- [Page text]:
*** Block opens ***

Americans' math anxieties are well-known. A series of math problems that went viral this year solidified this notion, as the proposed math problems actually had little to do with math — some of them were logic problems.
A lot of our issues with math are purely psychological, and a group of researchers led by psychological scientists Sian Beilock and Susan Levine, from the University of Chicago, have found that parents are passing this math anxiety along to their kids.
Beilock explained in a press release:
"We often don't think about how important parents' own attitudes are in determining their children's academic achievement. But our work suggests that if a parent is walking around saying 'Oh, I don't like math' or 'This stuff makes me nervous,' kids pick up on this messaging and it affects their success.”
In order to come to these conclusions, the researchers gathered 438 first- and second-grade students and their primary caregivers to participate in their study. The children were given a math assessment test and a questionnaire to gauge their anxiety toward the subject at the beginning and end of the school year. Parents were also given a questionnaire asking how comfortable they were with math and how often they assisted their kids with their homework.
The researchers found that "parents' math anxiety negatively affected children only when they frequently helped them with math homework.” These results point "to the need for interventions focused on both decreasing parents' math anxiety and scaffolding their skills in homework help."
This stress toward math really is quite strange when you think about it. Mathematician Edward Frenkel explains that “no one would ever say, 'I hate literature,' or, 'I hate art,' or, 'I hate music.'” Yet, it's acceptable to hate math.

*** Block closes ***

- [Activity list]:
[A] Name every person mentioned by name in the article on math anxiety.
[B] In the article on math anxiety, how many students did the researchers gather for their study?
[C] Transcribe the stretch of the article on math anxiety from "Americans' math anxieties" through "were logic problems.".

- [Information given]:
*** Block opens ***

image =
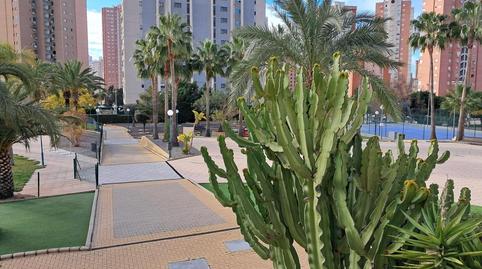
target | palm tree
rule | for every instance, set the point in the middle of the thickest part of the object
(177, 39)
(430, 33)
(21, 118)
(148, 66)
(466, 29)
(211, 60)
(236, 50)
(311, 32)
(71, 78)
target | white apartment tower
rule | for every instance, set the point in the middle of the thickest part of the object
(209, 19)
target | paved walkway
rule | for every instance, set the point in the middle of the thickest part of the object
(121, 148)
(57, 177)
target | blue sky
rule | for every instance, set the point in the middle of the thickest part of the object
(94, 17)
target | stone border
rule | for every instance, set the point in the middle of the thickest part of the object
(87, 247)
(93, 213)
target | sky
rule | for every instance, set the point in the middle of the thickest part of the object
(94, 18)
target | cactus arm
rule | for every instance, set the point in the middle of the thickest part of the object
(339, 194)
(290, 152)
(258, 247)
(257, 225)
(445, 156)
(289, 210)
(301, 118)
(236, 138)
(211, 164)
(313, 229)
(380, 203)
(218, 193)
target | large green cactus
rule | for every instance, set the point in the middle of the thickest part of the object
(313, 182)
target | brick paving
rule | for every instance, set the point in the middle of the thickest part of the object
(169, 209)
(121, 148)
(155, 255)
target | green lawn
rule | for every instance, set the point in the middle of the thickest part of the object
(22, 171)
(476, 209)
(60, 221)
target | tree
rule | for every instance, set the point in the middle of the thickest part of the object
(311, 31)
(148, 64)
(21, 118)
(211, 60)
(466, 29)
(236, 50)
(430, 33)
(177, 39)
(71, 78)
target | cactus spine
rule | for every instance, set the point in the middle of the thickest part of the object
(313, 183)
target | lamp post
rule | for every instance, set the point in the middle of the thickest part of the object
(376, 123)
(382, 117)
(42, 151)
(170, 113)
(97, 111)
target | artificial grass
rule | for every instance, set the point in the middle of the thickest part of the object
(476, 209)
(22, 171)
(52, 222)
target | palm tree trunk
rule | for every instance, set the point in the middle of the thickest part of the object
(155, 107)
(461, 124)
(166, 103)
(173, 136)
(6, 173)
(433, 134)
(66, 95)
(207, 95)
(240, 123)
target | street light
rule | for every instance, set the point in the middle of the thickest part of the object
(97, 111)
(170, 113)
(376, 115)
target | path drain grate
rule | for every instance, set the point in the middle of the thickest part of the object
(237, 245)
(192, 264)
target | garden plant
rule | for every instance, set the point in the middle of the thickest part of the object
(316, 187)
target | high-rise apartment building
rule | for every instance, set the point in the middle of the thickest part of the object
(449, 63)
(398, 27)
(111, 46)
(208, 19)
(55, 30)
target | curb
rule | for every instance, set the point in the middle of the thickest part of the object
(87, 247)
(93, 211)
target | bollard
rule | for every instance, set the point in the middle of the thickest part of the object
(38, 184)
(96, 174)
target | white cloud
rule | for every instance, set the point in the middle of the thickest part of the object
(273, 19)
(94, 24)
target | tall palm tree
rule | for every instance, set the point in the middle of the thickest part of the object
(211, 60)
(311, 31)
(148, 66)
(21, 118)
(466, 29)
(177, 38)
(236, 50)
(431, 32)
(71, 78)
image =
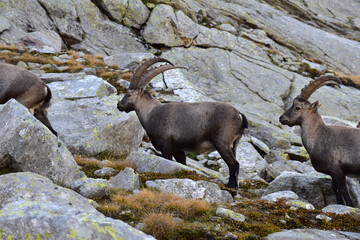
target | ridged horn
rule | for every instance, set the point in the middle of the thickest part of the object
(141, 69)
(150, 74)
(309, 89)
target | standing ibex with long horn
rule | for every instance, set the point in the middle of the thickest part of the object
(28, 89)
(174, 128)
(333, 150)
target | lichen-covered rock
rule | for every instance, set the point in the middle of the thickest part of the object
(32, 147)
(146, 162)
(314, 187)
(49, 220)
(44, 41)
(58, 77)
(64, 15)
(105, 172)
(188, 188)
(90, 86)
(281, 195)
(295, 234)
(33, 187)
(127, 59)
(92, 187)
(295, 204)
(341, 209)
(165, 26)
(230, 214)
(127, 179)
(95, 125)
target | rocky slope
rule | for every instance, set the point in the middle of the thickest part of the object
(256, 55)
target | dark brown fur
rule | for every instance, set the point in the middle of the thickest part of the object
(333, 150)
(28, 89)
(175, 128)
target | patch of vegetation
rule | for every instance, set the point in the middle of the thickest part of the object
(90, 165)
(181, 174)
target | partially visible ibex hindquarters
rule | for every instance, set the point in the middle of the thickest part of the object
(333, 150)
(175, 128)
(28, 89)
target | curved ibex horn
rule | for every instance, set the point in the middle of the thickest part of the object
(141, 69)
(309, 89)
(150, 74)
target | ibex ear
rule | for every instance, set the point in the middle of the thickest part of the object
(316, 105)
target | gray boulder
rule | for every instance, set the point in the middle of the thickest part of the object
(282, 195)
(89, 87)
(295, 234)
(223, 212)
(146, 162)
(313, 187)
(127, 59)
(44, 41)
(127, 179)
(188, 188)
(95, 188)
(30, 146)
(49, 220)
(95, 125)
(33, 187)
(165, 26)
(341, 209)
(57, 77)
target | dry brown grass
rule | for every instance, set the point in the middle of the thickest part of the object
(148, 201)
(349, 80)
(160, 225)
(74, 66)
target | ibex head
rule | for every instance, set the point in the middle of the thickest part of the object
(141, 77)
(301, 107)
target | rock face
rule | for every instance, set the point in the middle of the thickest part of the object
(52, 212)
(27, 145)
(311, 234)
(95, 125)
(255, 55)
(190, 189)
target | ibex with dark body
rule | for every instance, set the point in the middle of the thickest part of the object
(174, 128)
(28, 89)
(333, 150)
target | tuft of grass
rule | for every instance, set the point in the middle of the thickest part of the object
(90, 165)
(94, 61)
(148, 201)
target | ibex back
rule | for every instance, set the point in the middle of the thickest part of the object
(26, 88)
(174, 128)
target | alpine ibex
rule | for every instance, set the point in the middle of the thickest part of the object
(174, 128)
(333, 150)
(28, 89)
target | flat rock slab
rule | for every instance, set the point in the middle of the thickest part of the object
(188, 188)
(90, 126)
(296, 234)
(29, 146)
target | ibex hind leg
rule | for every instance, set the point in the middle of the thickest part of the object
(180, 157)
(226, 152)
(340, 189)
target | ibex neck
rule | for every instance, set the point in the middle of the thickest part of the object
(310, 130)
(144, 106)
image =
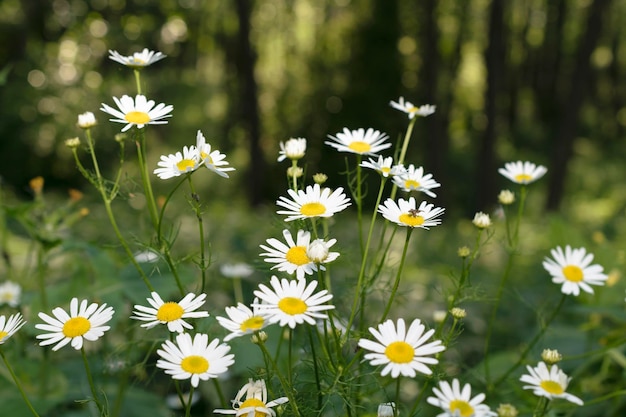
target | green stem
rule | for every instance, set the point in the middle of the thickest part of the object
(398, 274)
(18, 385)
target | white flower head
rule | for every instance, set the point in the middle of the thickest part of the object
(522, 172)
(137, 60)
(10, 293)
(86, 120)
(255, 403)
(194, 359)
(9, 326)
(414, 179)
(411, 110)
(214, 160)
(84, 322)
(293, 149)
(401, 351)
(171, 313)
(293, 302)
(572, 268)
(405, 213)
(138, 111)
(548, 382)
(359, 141)
(242, 320)
(457, 402)
(313, 202)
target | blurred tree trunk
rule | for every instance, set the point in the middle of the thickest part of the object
(248, 102)
(572, 101)
(495, 63)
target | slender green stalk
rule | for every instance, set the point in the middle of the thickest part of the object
(18, 385)
(396, 283)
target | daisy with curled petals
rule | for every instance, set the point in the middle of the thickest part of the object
(177, 164)
(359, 141)
(573, 269)
(9, 326)
(411, 110)
(171, 313)
(457, 402)
(523, 172)
(404, 213)
(413, 179)
(213, 160)
(313, 202)
(255, 404)
(242, 320)
(403, 352)
(292, 302)
(548, 382)
(138, 111)
(384, 166)
(194, 359)
(137, 60)
(85, 321)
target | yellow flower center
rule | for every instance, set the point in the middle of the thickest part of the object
(292, 305)
(185, 164)
(170, 311)
(411, 220)
(463, 407)
(253, 323)
(400, 352)
(411, 184)
(297, 256)
(359, 146)
(312, 209)
(523, 178)
(137, 117)
(552, 387)
(254, 402)
(573, 273)
(76, 326)
(195, 364)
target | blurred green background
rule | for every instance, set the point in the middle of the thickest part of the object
(519, 79)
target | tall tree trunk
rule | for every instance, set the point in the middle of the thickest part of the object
(248, 102)
(573, 99)
(494, 57)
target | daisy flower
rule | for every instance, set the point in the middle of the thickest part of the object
(138, 111)
(550, 383)
(404, 213)
(195, 359)
(137, 60)
(384, 166)
(10, 293)
(255, 404)
(523, 172)
(572, 269)
(413, 179)
(9, 326)
(403, 352)
(242, 320)
(213, 160)
(293, 149)
(292, 257)
(177, 164)
(313, 202)
(411, 110)
(457, 402)
(171, 313)
(85, 321)
(359, 141)
(292, 302)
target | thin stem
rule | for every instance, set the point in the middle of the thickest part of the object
(18, 385)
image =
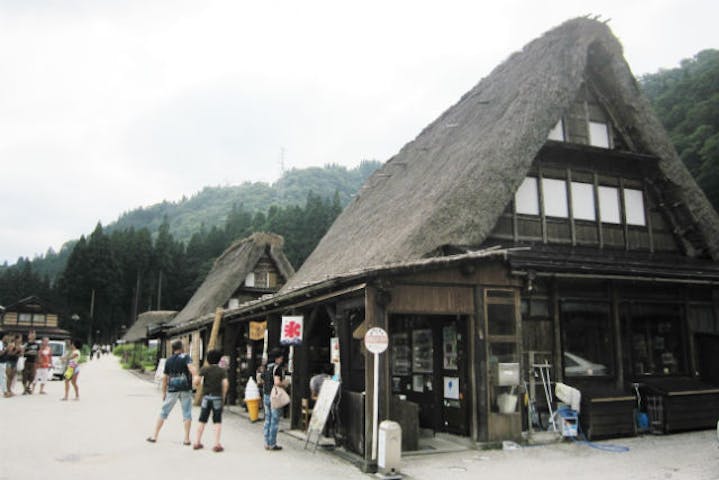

*** Block closes ***

- [Answers by task]:
[A] Sian Beilock, Susan Levine, Edward Frenkel

[B] 438 first- and second-grade students.

[C]
Americans' math anxieties are well-known. A series of math problems that went viral this year solidified this notion, as the proposed math problems actually had little to do with math — some of them were logic problems.